任务要求 = 请把下列条目中从含有“Category: brown leather cushion”的那一行开始、到含有“pixel 272 388”的那一行为止的各行改写成 JSON 字符串列表，每行一个字符串，首尾两行都算在内，空行不计。只改写这一段，其余条目不要列入。

(一组条目)
++++
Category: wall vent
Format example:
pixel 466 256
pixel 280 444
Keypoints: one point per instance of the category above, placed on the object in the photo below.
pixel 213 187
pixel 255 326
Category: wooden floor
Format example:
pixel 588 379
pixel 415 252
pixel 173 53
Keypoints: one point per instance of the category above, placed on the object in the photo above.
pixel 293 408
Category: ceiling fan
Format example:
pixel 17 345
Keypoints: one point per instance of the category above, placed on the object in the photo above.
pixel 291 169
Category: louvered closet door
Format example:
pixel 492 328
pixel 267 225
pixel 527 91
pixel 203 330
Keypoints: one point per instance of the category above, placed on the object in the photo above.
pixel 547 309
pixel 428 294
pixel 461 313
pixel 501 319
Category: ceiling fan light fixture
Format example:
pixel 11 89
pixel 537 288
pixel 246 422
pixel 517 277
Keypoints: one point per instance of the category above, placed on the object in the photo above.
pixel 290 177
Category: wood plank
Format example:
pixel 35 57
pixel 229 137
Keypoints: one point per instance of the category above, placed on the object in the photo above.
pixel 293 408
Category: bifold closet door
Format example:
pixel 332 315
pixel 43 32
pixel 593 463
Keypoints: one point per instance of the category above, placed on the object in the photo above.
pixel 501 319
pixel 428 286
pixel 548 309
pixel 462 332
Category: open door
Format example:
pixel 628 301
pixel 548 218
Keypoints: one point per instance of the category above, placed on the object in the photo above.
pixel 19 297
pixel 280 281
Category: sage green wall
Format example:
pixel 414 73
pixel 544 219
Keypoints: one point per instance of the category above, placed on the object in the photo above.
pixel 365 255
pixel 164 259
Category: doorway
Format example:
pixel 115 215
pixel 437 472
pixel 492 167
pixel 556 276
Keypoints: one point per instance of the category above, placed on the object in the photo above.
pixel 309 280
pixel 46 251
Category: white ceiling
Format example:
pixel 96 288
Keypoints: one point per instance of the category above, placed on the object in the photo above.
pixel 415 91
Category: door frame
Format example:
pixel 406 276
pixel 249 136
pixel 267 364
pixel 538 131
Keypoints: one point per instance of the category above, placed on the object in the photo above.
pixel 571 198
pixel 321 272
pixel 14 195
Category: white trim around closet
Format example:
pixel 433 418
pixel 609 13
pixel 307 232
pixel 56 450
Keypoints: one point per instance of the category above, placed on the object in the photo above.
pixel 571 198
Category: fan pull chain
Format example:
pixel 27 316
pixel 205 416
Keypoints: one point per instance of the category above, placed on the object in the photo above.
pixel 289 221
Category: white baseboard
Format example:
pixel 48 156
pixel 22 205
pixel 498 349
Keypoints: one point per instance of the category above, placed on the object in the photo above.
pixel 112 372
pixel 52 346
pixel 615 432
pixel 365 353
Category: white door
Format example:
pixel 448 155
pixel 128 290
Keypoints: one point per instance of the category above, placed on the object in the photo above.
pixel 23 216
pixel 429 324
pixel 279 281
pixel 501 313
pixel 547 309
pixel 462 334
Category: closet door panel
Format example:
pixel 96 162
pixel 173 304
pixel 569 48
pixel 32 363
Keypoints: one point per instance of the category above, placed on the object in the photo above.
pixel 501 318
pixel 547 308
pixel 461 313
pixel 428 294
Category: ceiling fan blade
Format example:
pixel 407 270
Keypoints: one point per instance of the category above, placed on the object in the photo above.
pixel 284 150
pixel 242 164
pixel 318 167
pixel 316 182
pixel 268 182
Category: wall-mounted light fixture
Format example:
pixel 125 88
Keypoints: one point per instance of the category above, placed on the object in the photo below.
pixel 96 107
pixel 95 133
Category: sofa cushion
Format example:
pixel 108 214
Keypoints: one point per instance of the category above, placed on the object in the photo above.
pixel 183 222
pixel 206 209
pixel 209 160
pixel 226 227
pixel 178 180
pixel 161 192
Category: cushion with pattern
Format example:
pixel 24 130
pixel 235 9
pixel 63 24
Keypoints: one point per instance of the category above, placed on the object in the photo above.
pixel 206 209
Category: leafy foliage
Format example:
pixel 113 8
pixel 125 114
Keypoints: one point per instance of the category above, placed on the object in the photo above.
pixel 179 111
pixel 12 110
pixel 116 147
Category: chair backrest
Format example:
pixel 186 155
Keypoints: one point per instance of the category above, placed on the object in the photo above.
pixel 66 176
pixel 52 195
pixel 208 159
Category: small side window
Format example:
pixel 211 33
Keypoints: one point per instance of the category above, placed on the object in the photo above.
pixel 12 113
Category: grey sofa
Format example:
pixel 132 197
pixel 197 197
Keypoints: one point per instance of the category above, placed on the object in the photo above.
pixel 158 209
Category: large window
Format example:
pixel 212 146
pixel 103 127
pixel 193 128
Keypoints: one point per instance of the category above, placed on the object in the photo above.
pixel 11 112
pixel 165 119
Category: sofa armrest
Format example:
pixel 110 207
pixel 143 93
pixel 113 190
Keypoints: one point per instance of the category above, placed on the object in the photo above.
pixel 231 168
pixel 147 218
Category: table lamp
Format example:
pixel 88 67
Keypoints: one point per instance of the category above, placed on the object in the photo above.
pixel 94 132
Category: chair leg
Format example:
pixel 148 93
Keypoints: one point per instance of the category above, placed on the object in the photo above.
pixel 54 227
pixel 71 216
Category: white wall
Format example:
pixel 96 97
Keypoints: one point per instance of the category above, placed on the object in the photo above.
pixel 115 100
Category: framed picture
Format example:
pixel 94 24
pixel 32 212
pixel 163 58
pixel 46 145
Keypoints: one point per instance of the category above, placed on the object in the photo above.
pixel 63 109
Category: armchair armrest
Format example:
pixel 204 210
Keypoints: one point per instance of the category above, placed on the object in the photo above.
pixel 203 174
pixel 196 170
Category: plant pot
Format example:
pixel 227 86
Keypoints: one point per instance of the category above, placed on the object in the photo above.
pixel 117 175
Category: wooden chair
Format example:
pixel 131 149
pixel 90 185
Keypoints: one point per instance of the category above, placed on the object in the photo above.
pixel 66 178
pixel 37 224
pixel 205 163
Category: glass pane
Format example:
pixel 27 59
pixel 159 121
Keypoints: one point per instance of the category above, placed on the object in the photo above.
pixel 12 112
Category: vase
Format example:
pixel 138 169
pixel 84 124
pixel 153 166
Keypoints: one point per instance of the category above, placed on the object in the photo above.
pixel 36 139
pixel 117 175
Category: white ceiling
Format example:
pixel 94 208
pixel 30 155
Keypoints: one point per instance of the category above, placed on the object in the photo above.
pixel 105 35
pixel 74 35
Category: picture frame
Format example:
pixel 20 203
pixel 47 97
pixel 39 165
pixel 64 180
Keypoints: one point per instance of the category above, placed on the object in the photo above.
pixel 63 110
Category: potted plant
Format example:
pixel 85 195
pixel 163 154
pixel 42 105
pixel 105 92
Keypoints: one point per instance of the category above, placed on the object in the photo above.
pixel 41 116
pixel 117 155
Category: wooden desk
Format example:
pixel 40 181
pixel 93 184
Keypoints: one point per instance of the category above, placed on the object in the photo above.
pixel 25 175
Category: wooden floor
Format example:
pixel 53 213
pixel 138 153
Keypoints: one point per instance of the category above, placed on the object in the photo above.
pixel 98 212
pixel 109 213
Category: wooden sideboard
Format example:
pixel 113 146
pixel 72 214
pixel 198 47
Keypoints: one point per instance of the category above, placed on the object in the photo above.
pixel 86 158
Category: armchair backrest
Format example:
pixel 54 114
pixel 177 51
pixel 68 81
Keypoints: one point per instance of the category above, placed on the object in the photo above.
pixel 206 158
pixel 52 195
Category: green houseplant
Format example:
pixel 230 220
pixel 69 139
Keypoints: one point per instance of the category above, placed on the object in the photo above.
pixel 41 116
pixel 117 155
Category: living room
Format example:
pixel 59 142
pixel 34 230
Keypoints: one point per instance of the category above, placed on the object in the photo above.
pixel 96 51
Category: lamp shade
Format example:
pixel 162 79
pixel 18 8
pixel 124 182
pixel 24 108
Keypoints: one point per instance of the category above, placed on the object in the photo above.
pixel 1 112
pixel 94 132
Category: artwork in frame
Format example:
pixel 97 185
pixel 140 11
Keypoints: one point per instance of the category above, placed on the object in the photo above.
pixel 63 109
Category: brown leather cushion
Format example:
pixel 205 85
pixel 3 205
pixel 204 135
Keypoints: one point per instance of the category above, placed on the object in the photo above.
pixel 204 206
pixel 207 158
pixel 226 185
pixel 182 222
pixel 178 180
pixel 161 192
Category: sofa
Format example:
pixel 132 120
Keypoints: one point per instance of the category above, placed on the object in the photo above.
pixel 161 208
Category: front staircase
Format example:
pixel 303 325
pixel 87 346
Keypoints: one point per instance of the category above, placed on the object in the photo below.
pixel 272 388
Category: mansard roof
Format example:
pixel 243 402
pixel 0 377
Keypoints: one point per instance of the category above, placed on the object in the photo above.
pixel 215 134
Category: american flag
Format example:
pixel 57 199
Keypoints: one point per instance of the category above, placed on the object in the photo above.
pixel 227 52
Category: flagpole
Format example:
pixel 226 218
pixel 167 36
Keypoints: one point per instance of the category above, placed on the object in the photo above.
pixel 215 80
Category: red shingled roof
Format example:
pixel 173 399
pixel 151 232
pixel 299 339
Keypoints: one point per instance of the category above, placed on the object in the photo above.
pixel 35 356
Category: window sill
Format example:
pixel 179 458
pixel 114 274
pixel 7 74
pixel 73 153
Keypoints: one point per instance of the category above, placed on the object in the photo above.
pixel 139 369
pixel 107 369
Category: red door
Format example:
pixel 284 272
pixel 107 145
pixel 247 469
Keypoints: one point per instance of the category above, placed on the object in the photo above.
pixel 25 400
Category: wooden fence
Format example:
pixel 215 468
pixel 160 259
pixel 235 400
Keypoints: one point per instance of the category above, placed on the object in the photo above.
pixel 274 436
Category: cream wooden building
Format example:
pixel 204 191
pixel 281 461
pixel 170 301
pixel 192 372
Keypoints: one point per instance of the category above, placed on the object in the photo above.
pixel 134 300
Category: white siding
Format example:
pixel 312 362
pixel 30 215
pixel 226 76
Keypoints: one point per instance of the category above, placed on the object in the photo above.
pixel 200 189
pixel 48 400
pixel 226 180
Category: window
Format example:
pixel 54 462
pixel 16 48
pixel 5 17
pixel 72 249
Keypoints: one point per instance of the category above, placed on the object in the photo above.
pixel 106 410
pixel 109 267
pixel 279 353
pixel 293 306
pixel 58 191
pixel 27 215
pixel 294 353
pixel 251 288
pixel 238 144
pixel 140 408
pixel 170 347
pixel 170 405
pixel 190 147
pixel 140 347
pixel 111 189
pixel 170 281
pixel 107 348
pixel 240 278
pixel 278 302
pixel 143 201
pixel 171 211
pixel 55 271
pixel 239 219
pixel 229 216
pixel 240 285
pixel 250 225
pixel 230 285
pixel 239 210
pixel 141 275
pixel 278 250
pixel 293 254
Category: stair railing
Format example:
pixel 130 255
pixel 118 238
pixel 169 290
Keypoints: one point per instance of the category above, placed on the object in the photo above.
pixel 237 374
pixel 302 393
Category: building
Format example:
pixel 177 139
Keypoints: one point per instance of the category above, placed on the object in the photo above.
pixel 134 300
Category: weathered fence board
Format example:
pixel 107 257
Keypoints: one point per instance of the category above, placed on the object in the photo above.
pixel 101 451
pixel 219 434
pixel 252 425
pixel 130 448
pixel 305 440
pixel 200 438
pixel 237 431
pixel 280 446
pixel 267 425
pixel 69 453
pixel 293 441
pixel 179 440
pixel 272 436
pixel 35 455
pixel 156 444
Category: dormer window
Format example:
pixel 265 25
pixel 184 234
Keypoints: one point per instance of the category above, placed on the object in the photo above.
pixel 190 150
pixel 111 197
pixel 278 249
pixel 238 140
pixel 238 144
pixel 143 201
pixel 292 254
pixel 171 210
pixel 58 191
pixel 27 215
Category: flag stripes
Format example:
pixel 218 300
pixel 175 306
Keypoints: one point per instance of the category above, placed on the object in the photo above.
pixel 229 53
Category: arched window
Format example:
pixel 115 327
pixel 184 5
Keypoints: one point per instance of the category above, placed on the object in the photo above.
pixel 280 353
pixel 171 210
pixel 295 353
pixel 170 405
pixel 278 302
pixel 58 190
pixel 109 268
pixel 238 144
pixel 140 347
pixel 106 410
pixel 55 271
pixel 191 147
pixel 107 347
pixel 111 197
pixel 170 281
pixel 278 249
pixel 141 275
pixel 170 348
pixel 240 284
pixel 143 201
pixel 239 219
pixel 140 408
++++
完整回答 =
[
  "Category: brown leather cushion",
  "Format example:",
  "pixel 205 85",
  "pixel 3 205",
  "pixel 204 135",
  "Keypoints: one point per instance of the category above, placed on the object in the photo above.",
  "pixel 204 206",
  "pixel 207 158",
  "pixel 226 185",
  "pixel 182 222",
  "pixel 178 180",
  "pixel 161 192",
  "Category: sofa",
  "Format example:",
  "pixel 132 120",
  "Keypoints: one point per instance of the category above, placed on the object in the photo above.",
  "pixel 161 208",
  "Category: front staircase",
  "Format example:",
  "pixel 303 325",
  "pixel 87 346",
  "Keypoints: one point per instance of the category above, placed on the object in the photo below.",
  "pixel 272 388"
]